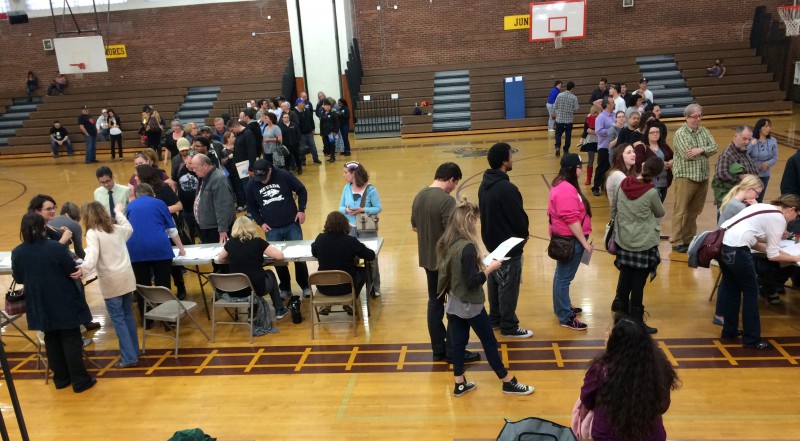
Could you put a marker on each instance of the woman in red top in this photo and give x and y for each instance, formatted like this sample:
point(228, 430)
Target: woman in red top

...

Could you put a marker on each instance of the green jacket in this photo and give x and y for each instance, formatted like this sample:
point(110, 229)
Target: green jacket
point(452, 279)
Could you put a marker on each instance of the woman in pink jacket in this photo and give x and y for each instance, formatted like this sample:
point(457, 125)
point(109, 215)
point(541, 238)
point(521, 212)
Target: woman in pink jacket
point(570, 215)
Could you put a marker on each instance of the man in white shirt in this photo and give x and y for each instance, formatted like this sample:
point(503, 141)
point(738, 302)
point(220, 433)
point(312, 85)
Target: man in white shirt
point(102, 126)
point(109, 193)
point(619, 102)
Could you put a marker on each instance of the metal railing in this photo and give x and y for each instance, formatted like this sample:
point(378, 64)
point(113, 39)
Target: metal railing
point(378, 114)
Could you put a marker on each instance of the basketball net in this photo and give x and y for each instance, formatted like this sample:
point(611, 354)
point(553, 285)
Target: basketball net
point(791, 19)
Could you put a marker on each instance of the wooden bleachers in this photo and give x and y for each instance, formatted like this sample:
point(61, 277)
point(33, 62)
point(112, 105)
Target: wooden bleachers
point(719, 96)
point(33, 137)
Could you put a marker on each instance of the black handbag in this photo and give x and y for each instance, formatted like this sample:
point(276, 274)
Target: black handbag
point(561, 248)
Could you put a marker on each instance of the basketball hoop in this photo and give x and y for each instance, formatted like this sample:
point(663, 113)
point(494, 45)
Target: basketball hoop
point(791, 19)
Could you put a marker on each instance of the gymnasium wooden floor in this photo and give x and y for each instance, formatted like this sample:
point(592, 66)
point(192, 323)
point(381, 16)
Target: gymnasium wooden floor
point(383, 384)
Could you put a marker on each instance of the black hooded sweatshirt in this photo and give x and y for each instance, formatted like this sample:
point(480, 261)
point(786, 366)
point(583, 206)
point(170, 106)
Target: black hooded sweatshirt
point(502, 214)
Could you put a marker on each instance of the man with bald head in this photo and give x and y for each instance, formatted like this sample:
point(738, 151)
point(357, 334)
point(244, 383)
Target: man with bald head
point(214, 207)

...

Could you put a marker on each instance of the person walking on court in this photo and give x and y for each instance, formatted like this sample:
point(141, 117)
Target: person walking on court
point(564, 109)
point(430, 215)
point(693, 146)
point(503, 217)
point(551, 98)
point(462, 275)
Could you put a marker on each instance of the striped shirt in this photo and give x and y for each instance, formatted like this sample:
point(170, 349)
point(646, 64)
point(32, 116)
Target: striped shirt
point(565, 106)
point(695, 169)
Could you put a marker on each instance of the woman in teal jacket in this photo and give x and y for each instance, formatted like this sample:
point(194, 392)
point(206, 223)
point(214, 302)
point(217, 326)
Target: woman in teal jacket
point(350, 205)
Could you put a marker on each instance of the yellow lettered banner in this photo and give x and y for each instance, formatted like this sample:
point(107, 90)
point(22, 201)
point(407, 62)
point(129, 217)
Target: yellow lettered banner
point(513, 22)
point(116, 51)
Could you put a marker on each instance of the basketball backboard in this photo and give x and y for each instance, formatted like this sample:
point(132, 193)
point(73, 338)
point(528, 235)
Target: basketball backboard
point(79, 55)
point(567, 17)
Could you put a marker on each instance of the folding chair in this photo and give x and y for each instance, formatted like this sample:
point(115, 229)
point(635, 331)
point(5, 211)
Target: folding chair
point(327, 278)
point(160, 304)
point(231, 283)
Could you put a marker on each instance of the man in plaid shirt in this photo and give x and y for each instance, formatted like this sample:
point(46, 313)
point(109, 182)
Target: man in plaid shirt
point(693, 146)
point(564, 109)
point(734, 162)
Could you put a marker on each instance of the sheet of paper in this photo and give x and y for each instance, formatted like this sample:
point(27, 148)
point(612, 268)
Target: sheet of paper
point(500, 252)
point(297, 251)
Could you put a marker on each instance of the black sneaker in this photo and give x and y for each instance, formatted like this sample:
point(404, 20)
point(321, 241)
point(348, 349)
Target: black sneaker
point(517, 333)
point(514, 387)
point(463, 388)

== Exercise brief ==
Reproduce the material verbatim, starting at the line that contains "teal jacket in" and ending at the line that contains "point(116, 51)", with both of those lines included.

== Exercise solution ==
Could you put a marker on each instance of the woman in teal jacket in this photo and give x and y for each instance, formatted like this sample:
point(194, 392)
point(206, 223)
point(214, 302)
point(217, 326)
Target: woman in teal jacket
point(350, 205)
Could you put a marker on each instance of the yellow lettered banner in this photo and give x and y for each instance, formatted like this sample:
point(107, 90)
point(22, 201)
point(407, 62)
point(129, 217)
Target: yellow lettered banner
point(513, 22)
point(116, 51)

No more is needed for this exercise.